◆ **What to produce**: Which lines of the records contain the word "white"? Pull out each of them in full.

◆ **Material to process**:

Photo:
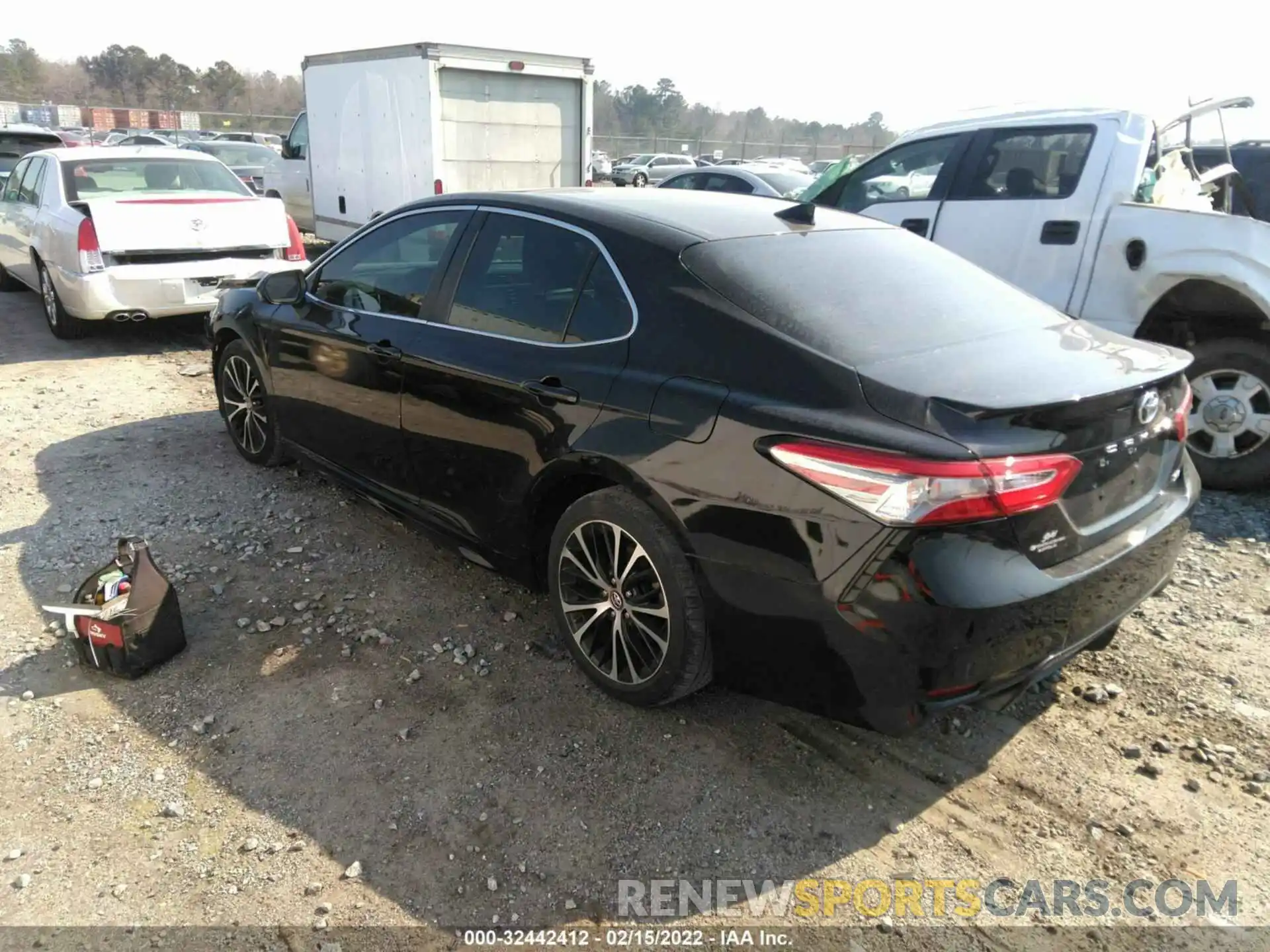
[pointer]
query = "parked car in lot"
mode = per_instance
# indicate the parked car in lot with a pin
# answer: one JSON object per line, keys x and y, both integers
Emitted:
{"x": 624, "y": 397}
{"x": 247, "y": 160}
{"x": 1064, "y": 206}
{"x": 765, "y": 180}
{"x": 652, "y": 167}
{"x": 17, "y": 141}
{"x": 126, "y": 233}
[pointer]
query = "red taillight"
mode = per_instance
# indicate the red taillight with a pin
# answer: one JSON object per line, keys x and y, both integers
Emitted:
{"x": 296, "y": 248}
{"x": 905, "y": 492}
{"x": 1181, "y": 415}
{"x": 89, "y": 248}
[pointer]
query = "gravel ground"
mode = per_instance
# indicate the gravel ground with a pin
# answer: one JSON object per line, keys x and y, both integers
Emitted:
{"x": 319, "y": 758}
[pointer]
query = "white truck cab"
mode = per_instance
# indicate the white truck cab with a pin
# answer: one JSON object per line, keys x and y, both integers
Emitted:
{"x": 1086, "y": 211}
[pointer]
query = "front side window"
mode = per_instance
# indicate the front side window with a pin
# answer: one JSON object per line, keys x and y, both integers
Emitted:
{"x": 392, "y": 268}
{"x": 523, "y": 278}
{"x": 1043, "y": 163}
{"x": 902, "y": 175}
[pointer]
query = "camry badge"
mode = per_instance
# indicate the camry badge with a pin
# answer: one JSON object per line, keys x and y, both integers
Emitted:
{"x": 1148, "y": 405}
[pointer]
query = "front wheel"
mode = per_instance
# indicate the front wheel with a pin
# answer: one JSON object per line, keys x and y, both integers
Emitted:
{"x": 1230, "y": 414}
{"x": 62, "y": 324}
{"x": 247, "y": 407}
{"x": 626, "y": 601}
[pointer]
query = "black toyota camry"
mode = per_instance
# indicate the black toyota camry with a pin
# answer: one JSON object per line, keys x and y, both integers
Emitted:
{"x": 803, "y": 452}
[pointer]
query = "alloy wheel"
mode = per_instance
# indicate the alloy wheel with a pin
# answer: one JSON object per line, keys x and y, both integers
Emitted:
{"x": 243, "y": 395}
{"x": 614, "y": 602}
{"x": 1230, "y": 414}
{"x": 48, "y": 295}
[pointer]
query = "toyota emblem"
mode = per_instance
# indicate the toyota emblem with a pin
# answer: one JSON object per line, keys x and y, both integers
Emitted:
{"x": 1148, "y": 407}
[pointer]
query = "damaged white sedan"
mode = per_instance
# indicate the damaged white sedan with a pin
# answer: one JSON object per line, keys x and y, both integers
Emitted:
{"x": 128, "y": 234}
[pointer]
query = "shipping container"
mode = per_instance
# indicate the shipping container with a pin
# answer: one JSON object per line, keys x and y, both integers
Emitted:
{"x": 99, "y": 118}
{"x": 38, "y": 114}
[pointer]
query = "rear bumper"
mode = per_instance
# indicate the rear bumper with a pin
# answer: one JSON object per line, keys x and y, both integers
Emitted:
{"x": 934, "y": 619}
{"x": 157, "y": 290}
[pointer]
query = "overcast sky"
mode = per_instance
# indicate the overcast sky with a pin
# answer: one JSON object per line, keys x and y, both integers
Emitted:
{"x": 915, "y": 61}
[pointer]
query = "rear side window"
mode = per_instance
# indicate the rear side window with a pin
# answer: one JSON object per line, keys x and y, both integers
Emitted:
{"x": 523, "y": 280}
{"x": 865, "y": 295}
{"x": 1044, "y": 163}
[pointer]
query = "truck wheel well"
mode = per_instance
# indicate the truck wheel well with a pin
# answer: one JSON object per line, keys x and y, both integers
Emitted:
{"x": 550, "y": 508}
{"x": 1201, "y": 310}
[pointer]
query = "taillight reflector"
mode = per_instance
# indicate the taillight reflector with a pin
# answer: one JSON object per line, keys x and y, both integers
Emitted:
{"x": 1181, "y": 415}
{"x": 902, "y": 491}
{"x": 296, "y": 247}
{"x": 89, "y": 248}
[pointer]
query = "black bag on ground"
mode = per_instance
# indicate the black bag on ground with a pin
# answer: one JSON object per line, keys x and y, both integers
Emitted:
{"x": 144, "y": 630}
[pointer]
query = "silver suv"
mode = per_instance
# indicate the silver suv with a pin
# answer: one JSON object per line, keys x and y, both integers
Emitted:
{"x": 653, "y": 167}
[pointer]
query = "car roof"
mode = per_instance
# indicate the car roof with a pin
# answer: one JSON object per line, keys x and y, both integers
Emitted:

* * *

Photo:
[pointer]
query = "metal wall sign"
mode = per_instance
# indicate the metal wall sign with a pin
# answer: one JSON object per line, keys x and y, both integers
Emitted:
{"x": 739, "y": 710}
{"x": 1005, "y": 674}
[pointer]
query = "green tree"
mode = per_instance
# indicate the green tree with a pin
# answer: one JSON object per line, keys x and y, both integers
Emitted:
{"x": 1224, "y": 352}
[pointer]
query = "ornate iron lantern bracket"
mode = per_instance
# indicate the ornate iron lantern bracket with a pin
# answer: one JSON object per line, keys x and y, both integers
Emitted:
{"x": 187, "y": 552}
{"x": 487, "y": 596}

◆ **Solution to this problem**:
query = "white truck cab"
# indicate the white truck cab with a pin
query = "damaged white sedan"
# indicate the damaged white sedan with a pin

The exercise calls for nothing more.